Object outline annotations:

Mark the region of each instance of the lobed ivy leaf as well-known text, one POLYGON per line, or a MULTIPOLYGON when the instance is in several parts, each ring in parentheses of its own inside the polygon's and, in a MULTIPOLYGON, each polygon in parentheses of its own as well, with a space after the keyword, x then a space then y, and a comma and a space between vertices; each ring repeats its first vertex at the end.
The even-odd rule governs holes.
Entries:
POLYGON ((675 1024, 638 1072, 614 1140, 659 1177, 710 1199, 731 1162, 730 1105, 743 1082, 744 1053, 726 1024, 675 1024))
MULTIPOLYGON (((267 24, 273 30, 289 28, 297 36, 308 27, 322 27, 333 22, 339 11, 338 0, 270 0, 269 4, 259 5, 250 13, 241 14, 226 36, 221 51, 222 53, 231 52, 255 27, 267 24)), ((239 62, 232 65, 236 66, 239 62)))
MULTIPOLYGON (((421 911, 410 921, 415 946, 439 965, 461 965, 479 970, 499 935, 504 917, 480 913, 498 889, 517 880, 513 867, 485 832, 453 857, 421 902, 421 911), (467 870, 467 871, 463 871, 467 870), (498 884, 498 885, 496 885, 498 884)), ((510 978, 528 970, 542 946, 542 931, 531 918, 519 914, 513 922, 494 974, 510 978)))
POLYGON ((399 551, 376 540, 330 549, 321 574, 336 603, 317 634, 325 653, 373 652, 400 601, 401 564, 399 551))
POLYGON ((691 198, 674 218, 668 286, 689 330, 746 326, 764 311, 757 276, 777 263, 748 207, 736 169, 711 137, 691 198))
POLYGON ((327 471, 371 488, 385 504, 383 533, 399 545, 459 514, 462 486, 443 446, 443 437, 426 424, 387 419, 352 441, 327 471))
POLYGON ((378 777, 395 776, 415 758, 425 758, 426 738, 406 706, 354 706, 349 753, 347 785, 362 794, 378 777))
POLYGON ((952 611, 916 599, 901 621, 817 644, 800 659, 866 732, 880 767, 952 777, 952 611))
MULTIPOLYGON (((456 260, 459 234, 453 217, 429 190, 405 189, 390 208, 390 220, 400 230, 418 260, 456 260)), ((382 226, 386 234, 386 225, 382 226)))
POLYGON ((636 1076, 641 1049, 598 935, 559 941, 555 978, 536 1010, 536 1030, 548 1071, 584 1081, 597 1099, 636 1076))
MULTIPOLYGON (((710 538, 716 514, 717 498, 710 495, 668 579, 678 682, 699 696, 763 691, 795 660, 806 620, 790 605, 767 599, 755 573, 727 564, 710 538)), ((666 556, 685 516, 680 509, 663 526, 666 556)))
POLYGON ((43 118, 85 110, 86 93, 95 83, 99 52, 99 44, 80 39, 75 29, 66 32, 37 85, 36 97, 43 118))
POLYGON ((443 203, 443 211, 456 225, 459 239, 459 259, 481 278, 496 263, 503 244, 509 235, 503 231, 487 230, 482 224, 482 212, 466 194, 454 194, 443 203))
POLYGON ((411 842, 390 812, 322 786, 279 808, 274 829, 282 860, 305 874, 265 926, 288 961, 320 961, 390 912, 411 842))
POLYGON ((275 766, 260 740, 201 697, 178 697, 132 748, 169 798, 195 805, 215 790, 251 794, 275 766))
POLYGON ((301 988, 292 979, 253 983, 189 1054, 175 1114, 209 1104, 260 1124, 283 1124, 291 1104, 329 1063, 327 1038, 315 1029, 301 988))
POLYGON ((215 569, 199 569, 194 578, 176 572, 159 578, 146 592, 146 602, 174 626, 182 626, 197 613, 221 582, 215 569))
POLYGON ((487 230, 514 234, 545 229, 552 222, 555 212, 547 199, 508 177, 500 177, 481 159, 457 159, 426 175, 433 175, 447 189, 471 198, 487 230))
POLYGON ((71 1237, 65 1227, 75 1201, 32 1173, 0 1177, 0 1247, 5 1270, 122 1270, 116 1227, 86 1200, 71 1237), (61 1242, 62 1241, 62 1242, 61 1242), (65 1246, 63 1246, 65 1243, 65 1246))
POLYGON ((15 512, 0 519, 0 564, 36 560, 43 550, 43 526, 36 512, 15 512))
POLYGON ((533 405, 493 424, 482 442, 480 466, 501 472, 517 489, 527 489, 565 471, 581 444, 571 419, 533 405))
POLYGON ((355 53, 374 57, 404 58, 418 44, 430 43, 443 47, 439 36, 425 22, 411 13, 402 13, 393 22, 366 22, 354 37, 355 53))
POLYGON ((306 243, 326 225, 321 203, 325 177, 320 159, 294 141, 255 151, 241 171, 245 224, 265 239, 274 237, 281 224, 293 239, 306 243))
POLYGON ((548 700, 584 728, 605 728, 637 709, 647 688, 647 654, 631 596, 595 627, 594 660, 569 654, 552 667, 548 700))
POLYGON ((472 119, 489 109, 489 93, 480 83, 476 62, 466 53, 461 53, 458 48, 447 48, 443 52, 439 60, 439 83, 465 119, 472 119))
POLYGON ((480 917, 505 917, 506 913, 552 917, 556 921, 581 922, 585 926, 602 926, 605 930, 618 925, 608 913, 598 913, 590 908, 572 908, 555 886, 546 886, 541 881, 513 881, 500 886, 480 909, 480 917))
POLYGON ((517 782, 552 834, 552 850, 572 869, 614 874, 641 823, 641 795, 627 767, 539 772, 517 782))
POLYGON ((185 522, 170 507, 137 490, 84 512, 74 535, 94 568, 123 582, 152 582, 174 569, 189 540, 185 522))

» Problem details
Copy every item above line for line, with no changes.

» Reply to the task
Mark the region of each instance of the lobed ivy leaf as well-known text, one POLYGON per line, or a MULTIPOLYGON when the instance is in several parts, each ring in parentheses of its own inside the polygon's and, in a MULTIPOLYGON, each polygon in parentheses of its own as well, with a space after the keyword, x then a space then y, and a comma and a space between vertices; each ring repeats its first vertex at the end.
The even-odd rule governs holes.
Entries:
POLYGON ((675 1024, 638 1072, 614 1140, 659 1177, 710 1199, 731 1162, 730 1105, 743 1082, 744 1053, 726 1024, 675 1024))
MULTIPOLYGON (((267 24, 273 30, 289 28, 297 36, 308 27, 322 27, 333 22, 339 11, 338 0, 270 0, 269 4, 259 5, 250 13, 241 14, 226 36, 221 51, 222 53, 231 52, 255 27, 267 24)), ((239 62, 232 65, 236 66, 239 62)))
MULTIPOLYGON (((421 911, 410 921, 415 946, 439 965, 461 965, 479 970, 499 935, 504 917, 480 913, 498 889, 517 880, 513 867, 485 832, 453 857, 421 902, 421 911), (467 870, 467 871, 463 871, 467 870), (498 884, 498 885, 496 885, 498 884)), ((510 978, 528 970, 542 946, 542 931, 531 918, 519 914, 513 922, 494 974, 510 978)))
POLYGON ((399 551, 376 540, 330 549, 321 574, 336 603, 317 634, 325 653, 373 652, 400 601, 401 564, 399 551))
POLYGON ((691 198, 674 218, 668 286, 689 330, 746 326, 764 311, 757 276, 777 263, 748 207, 736 169, 711 137, 691 198))
POLYGON ((327 471, 371 488, 385 504, 383 533, 399 545, 459 514, 462 486, 443 446, 443 437, 426 424, 387 419, 352 441, 327 471))
POLYGON ((378 777, 395 776, 415 758, 425 758, 426 738, 406 706, 354 706, 349 753, 347 785, 362 794, 378 777))
POLYGON ((952 611, 916 599, 901 621, 817 644, 800 659, 866 732, 880 767, 952 777, 952 611))
MULTIPOLYGON (((456 260, 459 234, 453 217, 429 190, 405 189, 390 208, 390 220, 400 230, 418 260, 456 260)), ((382 226, 386 234, 386 225, 382 226)))
POLYGON ((636 1076, 641 1049, 598 935, 559 941, 555 978, 536 1010, 536 1030, 548 1071, 584 1081, 597 1099, 636 1076))
MULTIPOLYGON (((710 538, 716 514, 717 498, 710 495, 668 579, 678 682, 699 696, 763 691, 795 660, 806 620, 790 605, 767 599, 755 573, 727 564, 710 538)), ((666 556, 685 516, 680 509, 663 526, 666 556)))
POLYGON ((43 118, 85 110, 86 93, 95 83, 99 52, 99 44, 80 39, 75 29, 66 32, 37 85, 36 97, 43 118))
POLYGON ((443 203, 443 211, 456 225, 459 239, 459 259, 481 278, 496 263, 503 244, 509 235, 503 231, 487 230, 482 224, 482 212, 466 194, 454 194, 443 203))
POLYGON ((411 842, 390 812, 322 786, 279 808, 274 829, 282 860, 305 874, 265 926, 288 961, 320 961, 390 912, 411 842))
POLYGON ((275 766, 260 740, 201 697, 178 697, 132 748, 169 798, 195 805, 215 790, 251 794, 275 766))
POLYGON ((301 988, 292 979, 253 983, 189 1054, 175 1114, 209 1104, 260 1124, 283 1124, 291 1104, 329 1063, 327 1038, 315 1029, 301 988))
POLYGON ((215 569, 199 569, 194 578, 176 572, 159 578, 146 592, 146 602, 174 626, 182 626, 197 613, 221 582, 215 569))
POLYGON ((487 230, 514 234, 545 229, 552 222, 555 212, 547 199, 508 177, 500 177, 481 159, 457 159, 426 175, 433 175, 447 189, 471 198, 487 230))
POLYGON ((71 1237, 65 1227, 75 1201, 32 1173, 0 1177, 0 1247, 5 1270, 122 1270, 116 1227, 86 1200, 71 1237), (61 1242, 62 1241, 62 1242, 61 1242), (65 1246, 63 1246, 65 1243, 65 1246))
POLYGON ((15 512, 0 519, 0 564, 36 560, 43 550, 43 526, 36 512, 15 512))
POLYGON ((533 405, 493 424, 482 442, 480 466, 501 472, 517 489, 527 489, 565 471, 581 444, 571 419, 533 405))
POLYGON ((355 53, 374 57, 404 58, 418 44, 430 43, 443 47, 439 36, 425 22, 411 13, 402 13, 393 22, 366 22, 354 37, 355 53))
POLYGON ((306 243, 326 225, 321 203, 325 177, 320 159, 294 141, 255 151, 241 171, 245 224, 265 239, 274 237, 281 224, 293 239, 306 243))
POLYGON ((548 700, 584 728, 605 728, 637 709, 647 688, 647 654, 631 596, 595 627, 594 660, 569 654, 552 667, 548 700))
POLYGON ((472 119, 489 109, 489 93, 480 83, 476 62, 466 53, 461 53, 458 48, 447 48, 443 52, 439 60, 439 83, 465 119, 472 119))
POLYGON ((480 917, 505 917, 506 913, 552 917, 556 921, 581 922, 585 926, 602 926, 605 930, 618 925, 608 913, 598 913, 590 908, 572 908, 555 886, 546 886, 541 881, 513 881, 500 886, 480 909, 480 917))
POLYGON ((517 782, 552 834, 552 850, 572 869, 614 874, 641 823, 641 795, 627 767, 539 772, 517 782))
POLYGON ((185 522, 170 507, 137 490, 84 512, 74 535, 94 568, 123 582, 152 582, 174 569, 189 540, 185 522))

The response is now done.